* **Extracted text**
━━━━━━━━━━━━━━━━━━━━

For what seems like the sixth time today, you’ve slammed your knee against your desk and it’s throbbing. Is it time for a pain pill? Try a breathing meditation instead.
A new study finds that easy-to-learn mindful meditation significantly reduces pain.
“We see really dramatic reductions in pain after the four-day intervention,” says Fadel Zeidan, assistant professor of neurobiology and anatomy at Wake Forest Baptist Medical Center, and an author of the study. “We seem to be surprised by the efficacy of the technique especially after a brief training.”
It's in the breath
Mindful meditation is meditation that often focuses on the breath, where people let go of feelings in non-judgmental ways. Other types of meditation are more centered on a mantra or chanting.
For the study, Zeidan first tested 78 participants’ pain response by using a device that causes pain without real damage. Then half of the study participants learned mindful meditation for 20 minutes over four days; the other half listened to an audiobook. Afterward, the researchers again induced pain again.
Some people received a saline placebo while others received naloxone, which blocks opioid receptors. If mindful meditation worked by using the body’s natural opioid system, then meditating while on naloxone would not improve the pain.

━━━━━━━━━━━━━━━━━━━━

* **Task requirements**
In the article on meditation and pain, how much training in mindful meditation did half of the participants receive? The items are separate material, unrelated to the article.

Text-to-region grounding data

━━━━━━━━━━━━━━━━━━━━

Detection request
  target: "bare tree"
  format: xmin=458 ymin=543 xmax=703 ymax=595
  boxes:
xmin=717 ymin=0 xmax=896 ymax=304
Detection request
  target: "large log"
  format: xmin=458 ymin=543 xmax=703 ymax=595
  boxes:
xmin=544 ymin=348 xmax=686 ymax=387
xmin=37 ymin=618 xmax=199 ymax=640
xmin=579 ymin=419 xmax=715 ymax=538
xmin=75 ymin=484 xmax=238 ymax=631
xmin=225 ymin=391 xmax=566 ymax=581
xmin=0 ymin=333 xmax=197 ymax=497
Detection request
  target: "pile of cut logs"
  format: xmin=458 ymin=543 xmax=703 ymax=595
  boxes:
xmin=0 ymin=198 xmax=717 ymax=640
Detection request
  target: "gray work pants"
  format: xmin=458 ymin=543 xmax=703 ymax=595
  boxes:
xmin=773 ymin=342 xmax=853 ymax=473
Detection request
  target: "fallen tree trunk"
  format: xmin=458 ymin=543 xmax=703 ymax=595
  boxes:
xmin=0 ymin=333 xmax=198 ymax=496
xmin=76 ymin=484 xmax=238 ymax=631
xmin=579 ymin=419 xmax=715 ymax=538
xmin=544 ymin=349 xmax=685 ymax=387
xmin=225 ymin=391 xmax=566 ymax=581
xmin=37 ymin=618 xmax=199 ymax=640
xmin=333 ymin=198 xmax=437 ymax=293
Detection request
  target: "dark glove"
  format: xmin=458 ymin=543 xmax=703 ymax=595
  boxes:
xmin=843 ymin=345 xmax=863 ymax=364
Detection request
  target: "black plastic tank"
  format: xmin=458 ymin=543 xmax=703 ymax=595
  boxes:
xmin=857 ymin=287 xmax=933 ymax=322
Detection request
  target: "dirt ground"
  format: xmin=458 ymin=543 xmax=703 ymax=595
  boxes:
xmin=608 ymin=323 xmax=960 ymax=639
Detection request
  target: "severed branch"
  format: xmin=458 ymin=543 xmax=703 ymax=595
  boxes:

━━━━━━━━━━━━━━━━━━━━

* **Output of the task**
20 minutes over four days